<<<<

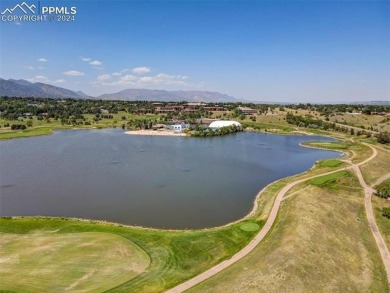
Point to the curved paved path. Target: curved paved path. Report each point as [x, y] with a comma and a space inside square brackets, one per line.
[272, 217]
[254, 242]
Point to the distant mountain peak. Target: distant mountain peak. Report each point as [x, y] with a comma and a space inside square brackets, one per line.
[23, 88]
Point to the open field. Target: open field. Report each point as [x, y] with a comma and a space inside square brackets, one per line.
[174, 255]
[46, 127]
[383, 223]
[82, 262]
[320, 243]
[377, 167]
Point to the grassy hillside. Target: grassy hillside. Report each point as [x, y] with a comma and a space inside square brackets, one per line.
[321, 242]
[28, 245]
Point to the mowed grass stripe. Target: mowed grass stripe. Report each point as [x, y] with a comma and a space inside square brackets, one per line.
[82, 262]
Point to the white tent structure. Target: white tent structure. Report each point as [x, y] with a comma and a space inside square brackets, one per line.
[223, 123]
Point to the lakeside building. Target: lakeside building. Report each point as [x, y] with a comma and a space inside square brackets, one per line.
[179, 127]
[224, 123]
[246, 111]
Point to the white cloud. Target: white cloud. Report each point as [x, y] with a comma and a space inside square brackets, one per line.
[103, 77]
[59, 81]
[141, 70]
[128, 79]
[44, 79]
[74, 73]
[96, 63]
[163, 79]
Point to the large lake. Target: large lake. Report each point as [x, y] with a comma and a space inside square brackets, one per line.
[164, 182]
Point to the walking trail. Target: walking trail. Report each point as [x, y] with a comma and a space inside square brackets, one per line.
[272, 217]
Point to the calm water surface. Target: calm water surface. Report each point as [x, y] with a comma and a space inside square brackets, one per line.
[165, 182]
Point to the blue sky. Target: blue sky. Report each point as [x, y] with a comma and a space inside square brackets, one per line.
[282, 51]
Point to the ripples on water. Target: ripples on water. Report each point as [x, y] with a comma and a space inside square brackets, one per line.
[166, 182]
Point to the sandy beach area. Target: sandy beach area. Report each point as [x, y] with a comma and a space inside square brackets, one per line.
[155, 132]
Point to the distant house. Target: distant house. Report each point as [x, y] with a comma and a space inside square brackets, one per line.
[179, 127]
[224, 123]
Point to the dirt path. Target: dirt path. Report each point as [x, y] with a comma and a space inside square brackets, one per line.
[255, 241]
[380, 180]
[272, 217]
[368, 191]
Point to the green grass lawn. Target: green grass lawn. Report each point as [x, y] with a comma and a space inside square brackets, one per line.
[383, 223]
[25, 133]
[321, 242]
[328, 179]
[60, 262]
[175, 255]
[331, 163]
[43, 127]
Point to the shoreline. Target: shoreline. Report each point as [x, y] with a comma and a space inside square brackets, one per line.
[251, 212]
[155, 132]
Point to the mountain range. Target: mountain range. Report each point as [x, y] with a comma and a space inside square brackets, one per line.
[23, 88]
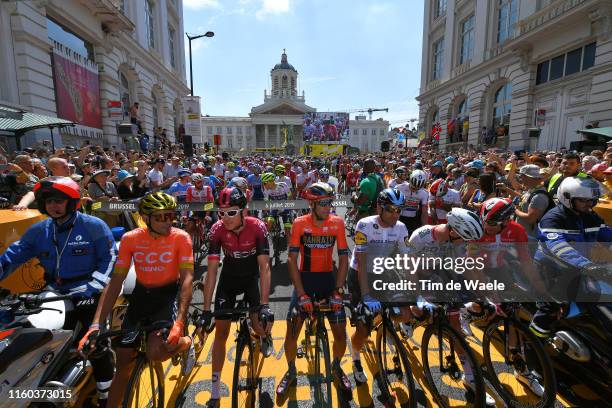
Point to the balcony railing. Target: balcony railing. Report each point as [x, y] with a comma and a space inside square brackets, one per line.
[548, 13]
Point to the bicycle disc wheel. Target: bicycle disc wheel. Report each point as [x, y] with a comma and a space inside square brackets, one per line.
[531, 355]
[244, 383]
[445, 376]
[397, 381]
[198, 335]
[145, 387]
[322, 372]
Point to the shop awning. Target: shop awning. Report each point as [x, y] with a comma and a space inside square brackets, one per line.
[605, 132]
[18, 122]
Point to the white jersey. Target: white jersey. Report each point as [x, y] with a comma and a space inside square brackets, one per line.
[280, 192]
[369, 231]
[451, 197]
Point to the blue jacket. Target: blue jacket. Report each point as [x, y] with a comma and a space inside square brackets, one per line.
[564, 236]
[87, 254]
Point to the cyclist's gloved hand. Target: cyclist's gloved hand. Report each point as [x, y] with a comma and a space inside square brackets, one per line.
[305, 304]
[265, 314]
[176, 332]
[372, 303]
[335, 301]
[89, 338]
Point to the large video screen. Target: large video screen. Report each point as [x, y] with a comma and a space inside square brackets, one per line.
[326, 127]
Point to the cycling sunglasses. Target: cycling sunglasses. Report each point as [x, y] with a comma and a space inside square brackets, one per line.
[325, 203]
[393, 208]
[230, 213]
[165, 217]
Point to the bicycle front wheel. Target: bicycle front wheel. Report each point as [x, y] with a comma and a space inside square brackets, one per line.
[145, 387]
[244, 384]
[440, 351]
[397, 382]
[519, 351]
[322, 372]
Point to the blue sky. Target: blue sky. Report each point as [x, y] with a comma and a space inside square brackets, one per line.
[349, 54]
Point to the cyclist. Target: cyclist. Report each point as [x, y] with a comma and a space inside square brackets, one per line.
[562, 250]
[77, 252]
[383, 228]
[275, 191]
[246, 266]
[313, 238]
[163, 261]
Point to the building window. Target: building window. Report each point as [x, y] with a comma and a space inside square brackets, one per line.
[502, 106]
[150, 22]
[171, 35]
[438, 50]
[439, 8]
[507, 18]
[467, 40]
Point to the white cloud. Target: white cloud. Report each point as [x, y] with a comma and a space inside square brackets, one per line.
[200, 4]
[272, 7]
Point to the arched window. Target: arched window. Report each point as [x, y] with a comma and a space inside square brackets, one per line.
[124, 94]
[502, 106]
[155, 111]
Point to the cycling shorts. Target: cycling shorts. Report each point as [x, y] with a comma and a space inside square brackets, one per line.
[146, 306]
[321, 284]
[228, 289]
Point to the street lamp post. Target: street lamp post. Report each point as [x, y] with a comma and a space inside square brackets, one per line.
[195, 37]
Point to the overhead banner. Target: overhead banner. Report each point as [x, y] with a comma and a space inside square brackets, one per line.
[193, 118]
[77, 88]
[326, 127]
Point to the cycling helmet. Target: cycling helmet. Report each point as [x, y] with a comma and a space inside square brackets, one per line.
[197, 177]
[61, 187]
[391, 196]
[418, 178]
[496, 210]
[232, 196]
[465, 223]
[577, 187]
[318, 191]
[239, 182]
[438, 188]
[267, 177]
[158, 201]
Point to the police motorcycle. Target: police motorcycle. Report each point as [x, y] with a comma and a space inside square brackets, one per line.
[39, 361]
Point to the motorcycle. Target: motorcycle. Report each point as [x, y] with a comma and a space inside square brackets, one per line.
[37, 360]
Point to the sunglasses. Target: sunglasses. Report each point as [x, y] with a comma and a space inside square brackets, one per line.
[393, 208]
[230, 213]
[325, 203]
[165, 217]
[55, 200]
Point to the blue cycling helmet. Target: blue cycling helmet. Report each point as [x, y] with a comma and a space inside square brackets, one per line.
[391, 196]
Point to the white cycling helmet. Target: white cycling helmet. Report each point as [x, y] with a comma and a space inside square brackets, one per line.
[465, 223]
[418, 178]
[577, 187]
[197, 177]
[239, 182]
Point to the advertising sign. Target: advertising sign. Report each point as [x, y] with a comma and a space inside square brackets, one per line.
[326, 127]
[77, 88]
[193, 118]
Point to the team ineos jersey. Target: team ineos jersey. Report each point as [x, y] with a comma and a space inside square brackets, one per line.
[369, 231]
[157, 260]
[241, 249]
[280, 192]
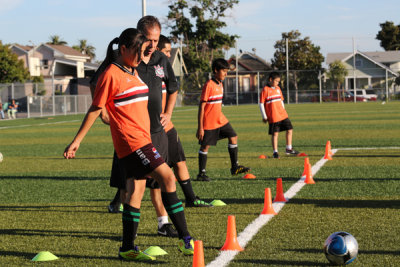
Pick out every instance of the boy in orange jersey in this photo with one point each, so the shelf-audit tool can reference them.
(212, 124)
(273, 111)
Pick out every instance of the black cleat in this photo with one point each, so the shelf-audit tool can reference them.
(167, 230)
(292, 152)
(239, 169)
(198, 203)
(203, 177)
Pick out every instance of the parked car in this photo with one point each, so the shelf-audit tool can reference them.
(368, 94)
(332, 96)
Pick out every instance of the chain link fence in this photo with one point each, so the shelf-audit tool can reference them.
(304, 86)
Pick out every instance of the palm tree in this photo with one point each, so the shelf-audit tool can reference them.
(85, 49)
(55, 39)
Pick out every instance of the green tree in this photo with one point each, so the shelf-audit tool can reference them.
(337, 74)
(85, 48)
(200, 32)
(303, 55)
(11, 68)
(389, 35)
(55, 39)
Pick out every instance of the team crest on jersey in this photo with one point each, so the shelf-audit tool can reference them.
(157, 155)
(159, 71)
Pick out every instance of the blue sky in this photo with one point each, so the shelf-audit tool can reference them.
(259, 23)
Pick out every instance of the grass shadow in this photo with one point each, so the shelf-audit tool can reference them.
(348, 203)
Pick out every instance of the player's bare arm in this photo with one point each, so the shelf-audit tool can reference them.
(200, 119)
(87, 123)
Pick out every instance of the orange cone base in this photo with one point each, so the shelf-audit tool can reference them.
(198, 256)
(249, 176)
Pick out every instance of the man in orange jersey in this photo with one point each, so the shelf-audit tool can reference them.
(212, 123)
(273, 111)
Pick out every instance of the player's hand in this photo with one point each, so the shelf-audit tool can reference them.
(200, 134)
(165, 118)
(104, 116)
(70, 150)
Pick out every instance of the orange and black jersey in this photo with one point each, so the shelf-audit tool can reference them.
(125, 96)
(158, 69)
(272, 99)
(212, 94)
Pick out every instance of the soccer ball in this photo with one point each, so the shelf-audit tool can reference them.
(341, 248)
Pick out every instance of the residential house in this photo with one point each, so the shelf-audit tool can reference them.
(371, 68)
(250, 68)
(63, 68)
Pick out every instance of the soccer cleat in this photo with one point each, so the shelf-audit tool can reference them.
(167, 230)
(134, 255)
(239, 169)
(198, 203)
(275, 155)
(203, 177)
(292, 152)
(115, 208)
(186, 245)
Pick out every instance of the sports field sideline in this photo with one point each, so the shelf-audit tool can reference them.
(48, 203)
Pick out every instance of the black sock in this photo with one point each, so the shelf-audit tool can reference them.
(175, 211)
(233, 154)
(188, 190)
(130, 223)
(116, 198)
(202, 161)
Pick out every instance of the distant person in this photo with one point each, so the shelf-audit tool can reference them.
(176, 154)
(1, 110)
(212, 123)
(273, 111)
(125, 96)
(12, 109)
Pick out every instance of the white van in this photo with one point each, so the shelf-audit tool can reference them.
(368, 94)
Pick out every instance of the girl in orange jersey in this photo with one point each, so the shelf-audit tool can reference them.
(273, 111)
(125, 96)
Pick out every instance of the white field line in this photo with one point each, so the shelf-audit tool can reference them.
(225, 257)
(41, 124)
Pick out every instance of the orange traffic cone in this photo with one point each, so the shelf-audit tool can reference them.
(328, 151)
(306, 162)
(231, 242)
(279, 197)
(198, 256)
(268, 209)
(309, 179)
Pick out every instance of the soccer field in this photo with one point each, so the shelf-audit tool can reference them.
(51, 204)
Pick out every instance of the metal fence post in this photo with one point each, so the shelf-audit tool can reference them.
(320, 87)
(27, 106)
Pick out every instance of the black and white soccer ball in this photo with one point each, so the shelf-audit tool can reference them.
(341, 248)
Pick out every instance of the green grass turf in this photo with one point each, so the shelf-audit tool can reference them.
(49, 203)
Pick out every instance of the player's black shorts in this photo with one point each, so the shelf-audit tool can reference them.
(175, 149)
(280, 126)
(211, 137)
(136, 165)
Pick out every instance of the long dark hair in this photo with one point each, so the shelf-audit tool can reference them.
(130, 37)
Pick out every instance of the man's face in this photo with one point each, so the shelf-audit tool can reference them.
(153, 35)
(221, 74)
(275, 82)
(167, 50)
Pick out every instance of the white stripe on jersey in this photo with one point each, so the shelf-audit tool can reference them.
(214, 102)
(215, 96)
(124, 103)
(133, 89)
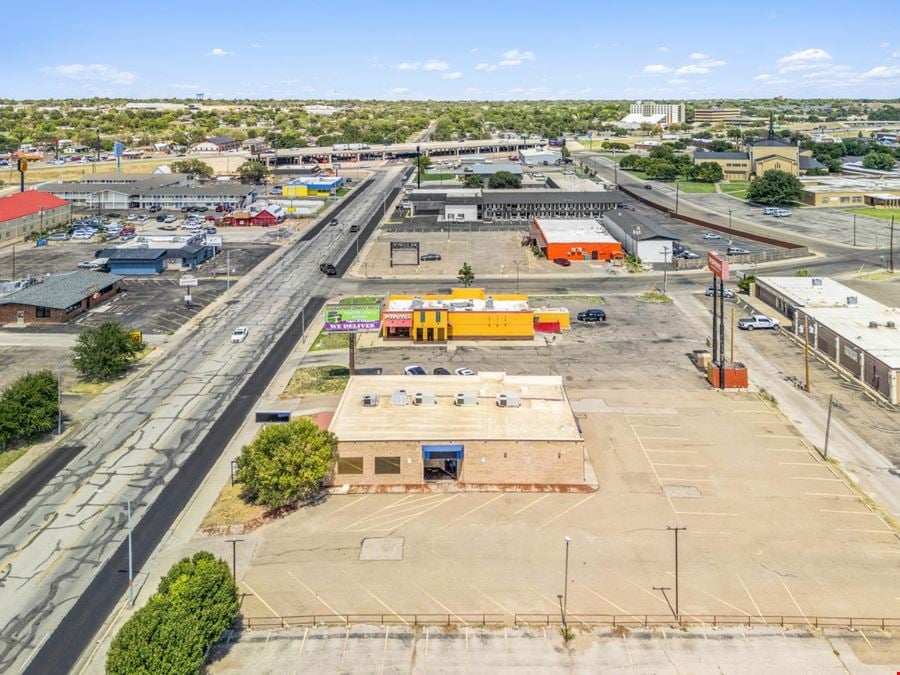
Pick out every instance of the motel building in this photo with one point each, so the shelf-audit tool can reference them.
(485, 430)
(467, 314)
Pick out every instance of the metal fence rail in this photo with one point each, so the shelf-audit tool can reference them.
(522, 620)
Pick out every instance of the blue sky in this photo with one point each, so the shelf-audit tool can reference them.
(458, 50)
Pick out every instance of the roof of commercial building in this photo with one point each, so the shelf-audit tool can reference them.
(576, 230)
(27, 203)
(60, 291)
(826, 301)
(545, 414)
(628, 221)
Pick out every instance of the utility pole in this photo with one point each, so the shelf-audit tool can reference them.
(828, 425)
(234, 543)
(676, 530)
(806, 350)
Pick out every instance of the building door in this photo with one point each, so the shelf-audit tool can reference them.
(442, 462)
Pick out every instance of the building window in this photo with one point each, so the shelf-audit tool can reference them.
(350, 466)
(387, 465)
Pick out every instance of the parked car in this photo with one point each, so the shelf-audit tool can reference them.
(591, 315)
(758, 321)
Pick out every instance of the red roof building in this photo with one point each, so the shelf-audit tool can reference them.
(26, 212)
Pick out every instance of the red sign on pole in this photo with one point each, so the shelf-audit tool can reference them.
(718, 265)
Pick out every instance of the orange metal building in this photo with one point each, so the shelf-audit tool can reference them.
(580, 239)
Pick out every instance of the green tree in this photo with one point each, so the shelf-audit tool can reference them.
(465, 275)
(193, 167)
(286, 462)
(504, 179)
(28, 407)
(103, 352)
(709, 172)
(253, 171)
(883, 161)
(775, 187)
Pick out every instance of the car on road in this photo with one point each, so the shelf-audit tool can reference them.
(758, 321)
(589, 315)
(728, 292)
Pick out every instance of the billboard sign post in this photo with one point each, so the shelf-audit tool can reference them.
(359, 318)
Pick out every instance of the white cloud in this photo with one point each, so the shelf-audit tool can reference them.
(805, 56)
(692, 70)
(882, 72)
(93, 72)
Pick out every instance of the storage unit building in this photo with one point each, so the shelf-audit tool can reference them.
(489, 429)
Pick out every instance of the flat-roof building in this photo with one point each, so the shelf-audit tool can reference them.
(574, 239)
(467, 314)
(853, 331)
(489, 429)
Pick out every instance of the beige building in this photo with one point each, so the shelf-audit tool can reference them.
(716, 115)
(489, 429)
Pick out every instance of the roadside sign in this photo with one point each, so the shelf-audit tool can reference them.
(717, 265)
(353, 318)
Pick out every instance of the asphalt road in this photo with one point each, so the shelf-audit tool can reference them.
(61, 553)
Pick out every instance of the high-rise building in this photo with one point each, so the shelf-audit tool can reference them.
(674, 112)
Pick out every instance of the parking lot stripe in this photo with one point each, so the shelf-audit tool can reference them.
(315, 595)
(539, 499)
(471, 511)
(574, 506)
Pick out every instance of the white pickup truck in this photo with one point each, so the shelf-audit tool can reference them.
(758, 321)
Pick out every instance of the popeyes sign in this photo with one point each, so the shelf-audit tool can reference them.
(718, 265)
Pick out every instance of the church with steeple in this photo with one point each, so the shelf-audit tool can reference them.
(761, 156)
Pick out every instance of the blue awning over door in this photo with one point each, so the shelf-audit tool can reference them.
(442, 451)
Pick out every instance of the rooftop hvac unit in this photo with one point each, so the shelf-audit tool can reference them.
(509, 401)
(466, 398)
(424, 398)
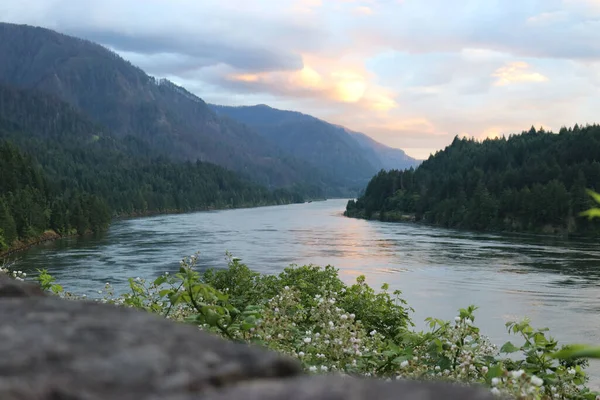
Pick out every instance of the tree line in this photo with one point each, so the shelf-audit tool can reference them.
(60, 171)
(535, 181)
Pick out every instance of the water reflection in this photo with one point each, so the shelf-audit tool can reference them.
(553, 281)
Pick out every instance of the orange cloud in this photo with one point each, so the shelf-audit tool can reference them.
(343, 81)
(516, 72)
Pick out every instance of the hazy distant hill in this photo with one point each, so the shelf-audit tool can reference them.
(127, 101)
(349, 156)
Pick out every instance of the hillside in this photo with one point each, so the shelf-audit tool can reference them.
(61, 171)
(128, 102)
(534, 182)
(348, 156)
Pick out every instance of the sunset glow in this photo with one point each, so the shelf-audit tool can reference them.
(375, 66)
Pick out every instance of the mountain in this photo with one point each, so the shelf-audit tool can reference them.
(60, 171)
(348, 156)
(128, 102)
(532, 182)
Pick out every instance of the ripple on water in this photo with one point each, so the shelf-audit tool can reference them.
(552, 280)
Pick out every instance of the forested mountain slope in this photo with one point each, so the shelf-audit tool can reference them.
(535, 181)
(128, 102)
(348, 156)
(66, 173)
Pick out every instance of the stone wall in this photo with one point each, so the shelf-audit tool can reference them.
(54, 349)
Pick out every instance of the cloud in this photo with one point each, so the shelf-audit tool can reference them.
(411, 74)
(516, 72)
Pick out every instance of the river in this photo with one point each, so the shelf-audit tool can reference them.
(555, 282)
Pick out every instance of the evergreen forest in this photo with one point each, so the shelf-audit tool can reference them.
(536, 181)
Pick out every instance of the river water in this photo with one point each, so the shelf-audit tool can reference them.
(555, 282)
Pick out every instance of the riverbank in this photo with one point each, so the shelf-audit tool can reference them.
(50, 235)
(47, 236)
(399, 217)
(351, 328)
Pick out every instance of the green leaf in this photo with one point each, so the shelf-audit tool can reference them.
(594, 195)
(160, 280)
(591, 213)
(508, 347)
(578, 351)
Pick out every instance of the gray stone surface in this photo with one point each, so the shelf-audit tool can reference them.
(53, 349)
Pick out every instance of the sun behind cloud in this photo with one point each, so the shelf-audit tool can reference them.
(516, 72)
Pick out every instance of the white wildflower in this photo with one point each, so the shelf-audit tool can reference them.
(536, 381)
(517, 374)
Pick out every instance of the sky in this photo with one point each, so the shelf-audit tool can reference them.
(412, 74)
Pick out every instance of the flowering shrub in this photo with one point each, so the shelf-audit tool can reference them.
(309, 313)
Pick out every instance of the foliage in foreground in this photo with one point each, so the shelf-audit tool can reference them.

>>>>

■ TASK DESCRIPTION
Extract the closing run of lines, starting with the one containing "Pick out every instance of the green leaf" and ending at the last, exactly as written.

■ FULL RESPONSE
Pick out every instance of the green leaf in this photo with one point each, so the shelf-audit tool can reference them.
(594, 195)
(160, 280)
(591, 213)
(508, 347)
(578, 351)
Pick out every instance of the gray stone surface in this photo with one point each, so the shelf-audit tool can reference them.
(53, 349)
Pick out every instance of the sun behind cloud in this photo with one point each, so the shelf-audit tool can reference them.
(516, 72)
Pick out every instance of the white wildflower in this photo with one point each, so the shelf-audit tool can reference them.
(536, 381)
(517, 374)
Pick out every instance of the sky in this photo with one point each, so the shelf-audit tool can reference them.
(412, 74)
Pick out every instance of the flowering shrub in this photo with one point each, so the shelf-audit tool can reference them.
(309, 313)
Pick out every instance of the foliage in foreground in this photo with one point each, so the shelf-audit tool can reference them.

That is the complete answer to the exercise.